> [Do this]: Exactly reproduce the line that contains "If you could point to the floating" and all lines after it in the entries below, through the very last line.

> [Input records]:
___

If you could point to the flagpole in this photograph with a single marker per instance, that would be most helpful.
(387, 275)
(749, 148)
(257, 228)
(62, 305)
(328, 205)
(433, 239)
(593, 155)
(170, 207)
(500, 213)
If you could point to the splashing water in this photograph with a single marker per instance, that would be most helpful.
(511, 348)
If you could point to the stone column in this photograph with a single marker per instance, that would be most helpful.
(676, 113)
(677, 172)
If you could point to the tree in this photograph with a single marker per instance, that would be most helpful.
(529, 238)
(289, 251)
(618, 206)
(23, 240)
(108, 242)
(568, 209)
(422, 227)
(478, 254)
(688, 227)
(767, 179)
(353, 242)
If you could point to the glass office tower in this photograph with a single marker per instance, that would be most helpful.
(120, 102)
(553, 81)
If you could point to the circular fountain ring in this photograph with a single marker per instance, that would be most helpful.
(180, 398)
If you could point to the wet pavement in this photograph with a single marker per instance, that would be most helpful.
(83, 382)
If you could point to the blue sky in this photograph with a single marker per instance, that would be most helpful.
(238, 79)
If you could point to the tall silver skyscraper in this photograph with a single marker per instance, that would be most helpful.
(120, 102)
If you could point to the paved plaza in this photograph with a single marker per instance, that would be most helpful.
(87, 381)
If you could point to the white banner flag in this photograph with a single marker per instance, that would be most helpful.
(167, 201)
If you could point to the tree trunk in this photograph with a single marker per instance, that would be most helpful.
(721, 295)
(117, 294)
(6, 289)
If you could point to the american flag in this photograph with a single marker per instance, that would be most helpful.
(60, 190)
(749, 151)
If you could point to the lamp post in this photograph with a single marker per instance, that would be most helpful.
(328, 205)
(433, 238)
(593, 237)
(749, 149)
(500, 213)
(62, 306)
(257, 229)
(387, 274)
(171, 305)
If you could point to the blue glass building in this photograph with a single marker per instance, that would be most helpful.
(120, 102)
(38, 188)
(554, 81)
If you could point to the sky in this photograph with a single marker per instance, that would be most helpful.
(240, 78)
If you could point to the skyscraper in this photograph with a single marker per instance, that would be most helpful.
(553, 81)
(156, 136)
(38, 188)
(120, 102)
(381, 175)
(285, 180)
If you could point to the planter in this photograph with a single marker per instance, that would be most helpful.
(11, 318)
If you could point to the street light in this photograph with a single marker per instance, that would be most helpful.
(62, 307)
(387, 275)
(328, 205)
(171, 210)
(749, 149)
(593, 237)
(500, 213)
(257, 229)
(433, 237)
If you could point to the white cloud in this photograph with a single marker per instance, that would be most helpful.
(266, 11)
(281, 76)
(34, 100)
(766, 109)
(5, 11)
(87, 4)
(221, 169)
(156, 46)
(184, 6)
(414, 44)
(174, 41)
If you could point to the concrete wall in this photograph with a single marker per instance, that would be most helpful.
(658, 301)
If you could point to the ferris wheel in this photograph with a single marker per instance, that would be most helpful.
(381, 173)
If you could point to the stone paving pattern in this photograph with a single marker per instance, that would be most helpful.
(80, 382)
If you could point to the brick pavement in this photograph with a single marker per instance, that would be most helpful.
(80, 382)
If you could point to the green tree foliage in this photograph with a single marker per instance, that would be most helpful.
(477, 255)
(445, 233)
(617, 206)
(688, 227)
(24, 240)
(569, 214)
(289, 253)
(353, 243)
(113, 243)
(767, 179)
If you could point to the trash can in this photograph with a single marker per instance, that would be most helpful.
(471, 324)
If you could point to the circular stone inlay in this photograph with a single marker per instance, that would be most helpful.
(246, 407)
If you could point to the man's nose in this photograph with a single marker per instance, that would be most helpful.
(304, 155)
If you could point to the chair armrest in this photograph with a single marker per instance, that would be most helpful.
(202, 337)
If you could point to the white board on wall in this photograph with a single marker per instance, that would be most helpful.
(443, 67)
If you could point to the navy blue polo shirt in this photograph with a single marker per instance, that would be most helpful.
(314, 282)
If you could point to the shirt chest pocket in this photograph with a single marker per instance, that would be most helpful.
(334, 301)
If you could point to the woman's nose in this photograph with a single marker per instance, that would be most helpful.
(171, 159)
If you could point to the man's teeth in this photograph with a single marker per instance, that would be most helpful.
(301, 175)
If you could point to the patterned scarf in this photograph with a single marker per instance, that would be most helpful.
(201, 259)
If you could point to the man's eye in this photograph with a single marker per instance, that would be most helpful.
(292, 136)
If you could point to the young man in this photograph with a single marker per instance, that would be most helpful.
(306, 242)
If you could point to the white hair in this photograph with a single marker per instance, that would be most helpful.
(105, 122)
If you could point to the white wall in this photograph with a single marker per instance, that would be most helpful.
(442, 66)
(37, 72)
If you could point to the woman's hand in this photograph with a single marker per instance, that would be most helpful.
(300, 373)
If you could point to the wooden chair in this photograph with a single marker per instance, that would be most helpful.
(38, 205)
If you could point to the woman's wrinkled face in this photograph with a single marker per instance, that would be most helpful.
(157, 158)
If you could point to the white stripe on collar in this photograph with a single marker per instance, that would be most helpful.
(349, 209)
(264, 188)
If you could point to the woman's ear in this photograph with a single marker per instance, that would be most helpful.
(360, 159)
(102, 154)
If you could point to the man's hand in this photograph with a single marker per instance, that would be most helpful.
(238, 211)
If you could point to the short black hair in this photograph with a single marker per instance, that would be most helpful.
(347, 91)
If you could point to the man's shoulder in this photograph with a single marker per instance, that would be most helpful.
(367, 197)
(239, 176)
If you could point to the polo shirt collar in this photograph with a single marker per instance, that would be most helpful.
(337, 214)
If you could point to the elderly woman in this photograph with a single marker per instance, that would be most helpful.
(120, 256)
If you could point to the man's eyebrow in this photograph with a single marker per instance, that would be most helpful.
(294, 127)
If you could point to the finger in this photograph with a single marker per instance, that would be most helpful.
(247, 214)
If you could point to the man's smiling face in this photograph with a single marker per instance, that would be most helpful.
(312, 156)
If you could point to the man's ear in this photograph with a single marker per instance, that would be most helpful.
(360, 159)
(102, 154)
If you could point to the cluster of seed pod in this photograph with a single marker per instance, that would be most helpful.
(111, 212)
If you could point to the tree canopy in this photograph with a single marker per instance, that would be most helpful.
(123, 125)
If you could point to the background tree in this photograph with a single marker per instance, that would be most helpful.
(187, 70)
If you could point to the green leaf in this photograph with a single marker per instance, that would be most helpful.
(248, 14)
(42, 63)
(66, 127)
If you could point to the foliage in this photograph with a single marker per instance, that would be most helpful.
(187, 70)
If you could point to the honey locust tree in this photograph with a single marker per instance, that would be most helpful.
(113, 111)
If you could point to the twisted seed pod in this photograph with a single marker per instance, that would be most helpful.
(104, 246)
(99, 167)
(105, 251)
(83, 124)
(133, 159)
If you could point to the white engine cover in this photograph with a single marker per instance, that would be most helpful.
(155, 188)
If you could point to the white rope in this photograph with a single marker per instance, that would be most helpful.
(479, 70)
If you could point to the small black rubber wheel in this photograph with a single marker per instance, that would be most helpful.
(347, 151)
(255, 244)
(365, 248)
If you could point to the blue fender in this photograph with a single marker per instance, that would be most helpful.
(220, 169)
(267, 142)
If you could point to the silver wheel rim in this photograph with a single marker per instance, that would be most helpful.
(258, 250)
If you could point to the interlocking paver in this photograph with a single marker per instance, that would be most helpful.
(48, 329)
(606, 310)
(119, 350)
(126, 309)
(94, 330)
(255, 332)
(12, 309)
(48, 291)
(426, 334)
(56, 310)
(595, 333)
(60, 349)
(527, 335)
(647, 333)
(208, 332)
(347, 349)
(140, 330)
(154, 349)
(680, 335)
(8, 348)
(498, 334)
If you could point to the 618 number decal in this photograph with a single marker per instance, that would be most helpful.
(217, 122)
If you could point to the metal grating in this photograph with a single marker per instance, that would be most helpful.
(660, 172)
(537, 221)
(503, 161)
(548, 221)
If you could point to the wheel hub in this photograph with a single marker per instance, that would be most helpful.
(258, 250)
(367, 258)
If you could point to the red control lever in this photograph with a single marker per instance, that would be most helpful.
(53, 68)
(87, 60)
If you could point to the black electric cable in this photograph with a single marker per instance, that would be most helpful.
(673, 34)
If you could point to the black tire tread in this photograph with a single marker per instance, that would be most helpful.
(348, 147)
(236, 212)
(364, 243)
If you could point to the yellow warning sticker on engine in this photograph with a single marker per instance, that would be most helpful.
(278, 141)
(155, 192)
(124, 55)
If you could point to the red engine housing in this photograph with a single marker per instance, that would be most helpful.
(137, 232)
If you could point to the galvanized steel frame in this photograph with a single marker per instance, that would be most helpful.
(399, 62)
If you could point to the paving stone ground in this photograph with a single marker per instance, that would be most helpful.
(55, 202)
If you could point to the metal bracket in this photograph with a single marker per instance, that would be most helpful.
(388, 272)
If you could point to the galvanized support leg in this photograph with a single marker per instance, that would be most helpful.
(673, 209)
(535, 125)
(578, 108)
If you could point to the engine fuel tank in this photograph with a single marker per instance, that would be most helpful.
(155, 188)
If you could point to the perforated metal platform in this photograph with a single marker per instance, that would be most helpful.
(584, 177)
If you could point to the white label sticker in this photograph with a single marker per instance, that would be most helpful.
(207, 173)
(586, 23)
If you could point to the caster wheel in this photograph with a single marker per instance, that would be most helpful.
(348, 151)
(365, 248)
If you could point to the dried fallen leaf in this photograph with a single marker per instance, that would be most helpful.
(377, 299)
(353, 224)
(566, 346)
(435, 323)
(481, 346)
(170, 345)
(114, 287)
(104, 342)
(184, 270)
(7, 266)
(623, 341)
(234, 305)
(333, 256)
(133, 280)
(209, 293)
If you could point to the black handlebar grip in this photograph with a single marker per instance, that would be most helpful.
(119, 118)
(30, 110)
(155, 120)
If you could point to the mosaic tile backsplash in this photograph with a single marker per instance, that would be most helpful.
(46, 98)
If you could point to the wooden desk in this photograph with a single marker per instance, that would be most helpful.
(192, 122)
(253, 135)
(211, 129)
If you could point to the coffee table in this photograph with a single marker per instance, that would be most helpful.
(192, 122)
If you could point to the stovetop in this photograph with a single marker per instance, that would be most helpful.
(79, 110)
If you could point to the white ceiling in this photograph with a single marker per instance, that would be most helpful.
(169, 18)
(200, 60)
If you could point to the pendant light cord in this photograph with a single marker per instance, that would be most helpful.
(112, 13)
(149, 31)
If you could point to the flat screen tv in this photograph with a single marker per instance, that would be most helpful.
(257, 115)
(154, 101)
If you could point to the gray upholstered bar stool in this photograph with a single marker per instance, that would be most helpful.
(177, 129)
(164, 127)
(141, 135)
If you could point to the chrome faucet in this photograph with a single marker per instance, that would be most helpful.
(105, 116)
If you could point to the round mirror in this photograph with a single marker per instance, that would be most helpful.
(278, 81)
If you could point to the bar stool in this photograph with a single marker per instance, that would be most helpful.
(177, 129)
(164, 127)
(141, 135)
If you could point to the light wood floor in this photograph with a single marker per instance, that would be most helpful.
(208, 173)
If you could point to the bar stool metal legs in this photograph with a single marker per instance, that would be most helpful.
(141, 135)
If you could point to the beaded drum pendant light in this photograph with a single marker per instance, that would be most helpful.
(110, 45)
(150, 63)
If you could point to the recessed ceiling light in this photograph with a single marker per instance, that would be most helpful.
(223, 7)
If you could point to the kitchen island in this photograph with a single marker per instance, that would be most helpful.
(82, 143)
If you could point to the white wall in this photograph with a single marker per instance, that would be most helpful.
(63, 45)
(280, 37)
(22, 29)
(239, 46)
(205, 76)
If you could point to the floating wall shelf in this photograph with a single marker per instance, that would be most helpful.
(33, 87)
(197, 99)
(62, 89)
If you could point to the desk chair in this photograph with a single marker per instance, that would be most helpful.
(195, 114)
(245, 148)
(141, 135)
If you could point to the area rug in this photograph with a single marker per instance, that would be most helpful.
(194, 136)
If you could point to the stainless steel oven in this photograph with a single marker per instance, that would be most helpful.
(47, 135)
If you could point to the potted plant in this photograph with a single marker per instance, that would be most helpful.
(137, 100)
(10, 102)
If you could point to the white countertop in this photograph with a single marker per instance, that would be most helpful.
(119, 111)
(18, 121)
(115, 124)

___

> [Written response]:
If you could point to the floating wall shelf in this photograph with a single marker per instance, that would be most helpful.
(33, 87)
(197, 99)
(62, 89)
If you could point to the desk chair in this photograph with a single marker per instance, that would be most helpful.
(195, 114)
(245, 148)
(141, 135)
If you could point to the area rug in this photograph with a single marker per instance, that would be most helpful.
(194, 136)
If you could point to the stainless steel oven in this photograph with a single marker per instance, that would be most helpful.
(47, 135)
If you could point to the potted plant in this photograph with a single marker per instance, that would be most helpful.
(137, 100)
(10, 102)
If you could point to the white countertop in this photograph with a single marker per instance, that would be most helpful.
(119, 111)
(18, 121)
(115, 124)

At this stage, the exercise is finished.